* [ATIVIDADE]: Reproduza na íntegra o trecho da página, sem alterar nenhuma palavra ou sinal de pontuação.

* [TRECHO DA PÁGINA]:
—————

Para evitar prejuízo, colocaram em prática sugestões dos funcionários e passaram a oferecer serviço de delivery em condomínios de luxo. Abriram a agenda para eventos a partir de 2022 e fizeram investimentos. Passaram a crise sem lucro, mas também sem dívida. Em outubro de 2020, reabriram o salão que já existia antes da pandemia e estrearam a unidade da avenida Chucri Zaidan, onde as empresárias receberam a reportagem do TAB.
"Quando dava meio-dia, o bufê inteiro parava para ver o que o [João] Doria ia falar. Parecia Copa do Mundo", lembra Anna. Em fevereiro de 2021 veio a autorização definitiva. Desde então, a agenda permanece cheia. Os funcionários continuam usando máscara e não vão parar tão cedo. Apenas sete festas foram canceladas na pandemia — por morte, separação dos casais ou mudança de endereço. As demais seguem esperando sua vez.

—————

* [EXCERTOS DE DADOS]:

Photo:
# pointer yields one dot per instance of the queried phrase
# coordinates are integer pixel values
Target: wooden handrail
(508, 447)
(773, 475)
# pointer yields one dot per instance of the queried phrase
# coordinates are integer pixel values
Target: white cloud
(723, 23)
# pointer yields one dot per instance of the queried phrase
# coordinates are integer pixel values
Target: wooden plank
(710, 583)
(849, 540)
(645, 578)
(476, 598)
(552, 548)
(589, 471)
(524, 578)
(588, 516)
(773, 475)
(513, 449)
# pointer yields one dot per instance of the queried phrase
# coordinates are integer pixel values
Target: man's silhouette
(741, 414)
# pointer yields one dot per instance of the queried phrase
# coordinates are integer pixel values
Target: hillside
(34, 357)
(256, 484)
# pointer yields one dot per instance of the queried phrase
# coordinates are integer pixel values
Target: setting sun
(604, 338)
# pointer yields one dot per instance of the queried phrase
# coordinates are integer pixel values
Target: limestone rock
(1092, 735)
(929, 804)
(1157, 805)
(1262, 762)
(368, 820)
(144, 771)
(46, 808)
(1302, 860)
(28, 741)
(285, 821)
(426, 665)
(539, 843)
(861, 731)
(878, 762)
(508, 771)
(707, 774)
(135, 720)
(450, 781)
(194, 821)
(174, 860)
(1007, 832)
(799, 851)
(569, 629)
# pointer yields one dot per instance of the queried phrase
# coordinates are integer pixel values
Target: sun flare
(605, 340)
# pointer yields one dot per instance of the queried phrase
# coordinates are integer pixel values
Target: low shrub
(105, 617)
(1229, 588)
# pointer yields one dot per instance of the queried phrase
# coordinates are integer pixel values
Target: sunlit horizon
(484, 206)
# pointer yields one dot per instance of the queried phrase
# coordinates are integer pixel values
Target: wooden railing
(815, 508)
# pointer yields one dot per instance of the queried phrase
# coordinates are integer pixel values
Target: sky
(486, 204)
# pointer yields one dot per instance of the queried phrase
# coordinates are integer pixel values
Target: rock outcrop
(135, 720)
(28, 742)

—————

* [RESOLUÇÃO DA TAREFA]:
Para evitar prejuízo, colocaram em prática sugestões dos funcionários e passaram a oferecer serviço de delivery em condomínios de luxo. Abriram a agenda para eventos a partir de 2022 e fizeram investimentos. Passaram a crise sem lucro, mas também sem dívida. Em outubro de 2020, reabriram o salão que já existia antes da pandemia e estrearam a unidade da avenida Chucri Zaidan, onde as empresárias receberam a reportagem do TAB.
"Quando dava meio-dia, o bufê inteiro parava para ver o que o [João] Doria ia falar. Parecia Copa do Mundo", lembra Anna. Em fevereiro de 2021 veio a autorização definitiva. Desde então, a agenda permanece cheia. Os funcionários continuam usando máscara e não vão parar tão cedo. Apenas sete festas foram canceladas na pandemia — por morte, separação dos casais ou mudança de endereço. As demais seguem esperando sua vez.